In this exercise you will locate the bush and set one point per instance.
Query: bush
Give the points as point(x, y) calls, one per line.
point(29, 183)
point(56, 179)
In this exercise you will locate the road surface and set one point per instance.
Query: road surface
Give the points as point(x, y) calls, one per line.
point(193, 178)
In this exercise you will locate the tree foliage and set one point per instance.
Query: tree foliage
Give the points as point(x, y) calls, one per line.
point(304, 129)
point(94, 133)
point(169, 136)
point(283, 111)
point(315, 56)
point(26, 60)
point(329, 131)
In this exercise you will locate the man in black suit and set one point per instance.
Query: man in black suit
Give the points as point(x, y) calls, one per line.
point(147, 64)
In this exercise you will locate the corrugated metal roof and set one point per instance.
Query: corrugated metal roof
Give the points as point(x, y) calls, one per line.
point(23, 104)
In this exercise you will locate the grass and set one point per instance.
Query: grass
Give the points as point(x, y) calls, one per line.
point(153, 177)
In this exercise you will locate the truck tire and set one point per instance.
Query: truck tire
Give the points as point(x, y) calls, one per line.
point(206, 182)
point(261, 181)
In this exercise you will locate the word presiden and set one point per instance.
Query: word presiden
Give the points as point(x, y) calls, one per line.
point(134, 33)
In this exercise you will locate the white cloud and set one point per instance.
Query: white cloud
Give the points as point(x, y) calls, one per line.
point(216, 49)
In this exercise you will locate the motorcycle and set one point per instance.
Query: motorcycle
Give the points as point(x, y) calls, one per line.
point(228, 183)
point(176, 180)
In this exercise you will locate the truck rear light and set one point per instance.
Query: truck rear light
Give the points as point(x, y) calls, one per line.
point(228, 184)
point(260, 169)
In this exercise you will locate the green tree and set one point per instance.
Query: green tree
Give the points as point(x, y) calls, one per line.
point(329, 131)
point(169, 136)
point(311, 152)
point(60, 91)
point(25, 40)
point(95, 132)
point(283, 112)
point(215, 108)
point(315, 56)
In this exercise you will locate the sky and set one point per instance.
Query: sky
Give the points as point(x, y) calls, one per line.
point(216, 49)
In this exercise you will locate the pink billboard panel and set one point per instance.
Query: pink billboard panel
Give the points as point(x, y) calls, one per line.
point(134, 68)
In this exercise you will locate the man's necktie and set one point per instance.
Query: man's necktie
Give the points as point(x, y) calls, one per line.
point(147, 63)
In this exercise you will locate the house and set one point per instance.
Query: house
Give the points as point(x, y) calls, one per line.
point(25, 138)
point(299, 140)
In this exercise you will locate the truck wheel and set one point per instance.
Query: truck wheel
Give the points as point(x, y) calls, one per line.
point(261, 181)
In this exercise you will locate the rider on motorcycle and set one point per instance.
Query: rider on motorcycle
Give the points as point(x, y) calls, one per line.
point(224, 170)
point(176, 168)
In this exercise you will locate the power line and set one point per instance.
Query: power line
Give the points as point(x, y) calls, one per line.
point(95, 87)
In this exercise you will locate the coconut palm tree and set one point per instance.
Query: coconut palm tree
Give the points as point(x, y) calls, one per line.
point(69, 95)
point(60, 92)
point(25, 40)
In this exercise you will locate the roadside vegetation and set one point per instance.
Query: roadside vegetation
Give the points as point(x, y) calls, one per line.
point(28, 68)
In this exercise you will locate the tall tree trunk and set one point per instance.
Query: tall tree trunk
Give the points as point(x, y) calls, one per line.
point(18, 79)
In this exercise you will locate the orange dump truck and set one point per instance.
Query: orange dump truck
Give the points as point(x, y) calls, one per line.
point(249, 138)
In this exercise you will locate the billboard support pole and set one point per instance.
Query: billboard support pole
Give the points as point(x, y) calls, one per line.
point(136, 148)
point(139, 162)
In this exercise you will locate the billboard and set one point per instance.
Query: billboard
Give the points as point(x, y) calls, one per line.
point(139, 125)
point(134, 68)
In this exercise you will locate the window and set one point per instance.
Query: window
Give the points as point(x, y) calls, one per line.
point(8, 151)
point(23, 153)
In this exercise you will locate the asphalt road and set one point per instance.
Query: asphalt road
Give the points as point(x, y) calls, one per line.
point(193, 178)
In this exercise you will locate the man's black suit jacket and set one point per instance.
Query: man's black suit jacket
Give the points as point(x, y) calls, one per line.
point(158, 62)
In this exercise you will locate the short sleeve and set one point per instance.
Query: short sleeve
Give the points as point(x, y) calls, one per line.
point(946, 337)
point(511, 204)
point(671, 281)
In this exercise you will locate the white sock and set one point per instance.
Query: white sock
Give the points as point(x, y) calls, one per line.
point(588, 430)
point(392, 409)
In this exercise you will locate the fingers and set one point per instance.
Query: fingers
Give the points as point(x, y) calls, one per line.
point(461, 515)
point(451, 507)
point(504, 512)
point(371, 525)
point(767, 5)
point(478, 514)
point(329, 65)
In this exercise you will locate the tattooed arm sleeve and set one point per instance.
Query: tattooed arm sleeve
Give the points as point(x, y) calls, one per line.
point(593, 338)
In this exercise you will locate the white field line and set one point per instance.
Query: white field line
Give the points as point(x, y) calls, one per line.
###
### About this task
If a line in the listing holds the word "roadside", copy it out.

### Response box
In this exercise you will locate the roadside vegetation and set one point per instance.
Query: roadside vegetation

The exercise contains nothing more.